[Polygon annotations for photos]
• • •

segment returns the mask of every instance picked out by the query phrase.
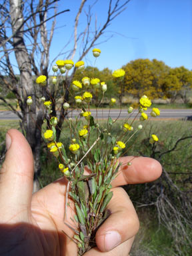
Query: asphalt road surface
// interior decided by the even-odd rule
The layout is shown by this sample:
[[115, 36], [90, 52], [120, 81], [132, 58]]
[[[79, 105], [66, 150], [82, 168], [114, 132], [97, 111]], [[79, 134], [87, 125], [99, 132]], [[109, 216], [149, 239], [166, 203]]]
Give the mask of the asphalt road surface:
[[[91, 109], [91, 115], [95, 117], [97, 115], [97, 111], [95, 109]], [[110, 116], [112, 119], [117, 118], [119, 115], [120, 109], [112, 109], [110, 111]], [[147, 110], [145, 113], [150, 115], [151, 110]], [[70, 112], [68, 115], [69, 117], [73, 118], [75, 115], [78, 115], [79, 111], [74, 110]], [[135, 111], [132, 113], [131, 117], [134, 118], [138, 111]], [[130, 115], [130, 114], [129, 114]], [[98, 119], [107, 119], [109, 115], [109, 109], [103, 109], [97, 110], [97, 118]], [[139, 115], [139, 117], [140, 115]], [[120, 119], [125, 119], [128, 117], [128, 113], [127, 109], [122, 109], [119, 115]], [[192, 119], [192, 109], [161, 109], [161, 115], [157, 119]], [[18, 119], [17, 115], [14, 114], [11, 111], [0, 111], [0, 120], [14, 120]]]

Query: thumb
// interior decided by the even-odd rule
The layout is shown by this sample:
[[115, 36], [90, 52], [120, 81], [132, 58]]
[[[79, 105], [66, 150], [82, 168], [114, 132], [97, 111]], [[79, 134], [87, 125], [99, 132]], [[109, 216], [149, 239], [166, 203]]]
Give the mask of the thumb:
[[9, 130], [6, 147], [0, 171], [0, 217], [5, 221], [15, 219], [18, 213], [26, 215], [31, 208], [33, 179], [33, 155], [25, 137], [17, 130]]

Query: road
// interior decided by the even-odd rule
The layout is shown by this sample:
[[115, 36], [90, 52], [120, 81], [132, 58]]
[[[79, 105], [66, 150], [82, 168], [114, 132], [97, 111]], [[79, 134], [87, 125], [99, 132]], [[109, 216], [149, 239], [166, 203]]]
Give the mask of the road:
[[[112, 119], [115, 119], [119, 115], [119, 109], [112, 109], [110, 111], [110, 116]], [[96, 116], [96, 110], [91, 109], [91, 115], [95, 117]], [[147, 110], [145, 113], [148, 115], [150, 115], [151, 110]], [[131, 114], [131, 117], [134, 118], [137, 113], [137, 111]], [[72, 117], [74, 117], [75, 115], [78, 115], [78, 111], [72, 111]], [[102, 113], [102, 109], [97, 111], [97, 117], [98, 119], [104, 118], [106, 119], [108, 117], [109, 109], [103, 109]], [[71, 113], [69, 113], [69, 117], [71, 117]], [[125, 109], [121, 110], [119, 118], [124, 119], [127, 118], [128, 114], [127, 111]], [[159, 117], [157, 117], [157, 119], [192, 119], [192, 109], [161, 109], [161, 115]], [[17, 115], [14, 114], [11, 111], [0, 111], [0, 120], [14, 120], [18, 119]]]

• • •

§ **WHAT YOU HAVE TO DO**
Quote the lines word for word, starting at the line that contains "Query: road" and continuing through the final line, with both ends included.

§ **COMPLETED EXERCISE**
Query: road
// interior decided by the even-odd rule
The layout is shown by this sample:
[[115, 36], [90, 52], [120, 81], [132, 58]]
[[[79, 105], [66, 150], [82, 168], [114, 132], [97, 111]], [[79, 134], [87, 125], [99, 132]], [[109, 216], [149, 239], [166, 203]]]
Give the mask of the road:
[[[112, 119], [115, 119], [119, 115], [119, 109], [112, 109], [110, 111], [110, 116]], [[96, 116], [96, 110], [91, 109], [91, 115], [95, 117]], [[147, 110], [145, 113], [148, 115], [150, 115], [151, 110]], [[131, 114], [131, 117], [134, 118], [137, 113], [137, 111]], [[72, 117], [74, 117], [75, 115], [78, 115], [78, 111], [72, 111]], [[102, 113], [102, 109], [97, 111], [97, 117], [98, 119], [104, 118], [106, 119], [108, 117], [109, 109], [103, 109]], [[71, 113], [69, 113], [69, 117], [71, 117]], [[125, 109], [121, 110], [119, 118], [124, 119], [127, 118], [128, 114], [127, 111]], [[159, 117], [157, 117], [157, 119], [192, 119], [192, 109], [161, 109], [161, 115]], [[17, 115], [14, 114], [11, 111], [0, 111], [0, 120], [14, 120], [18, 119]]]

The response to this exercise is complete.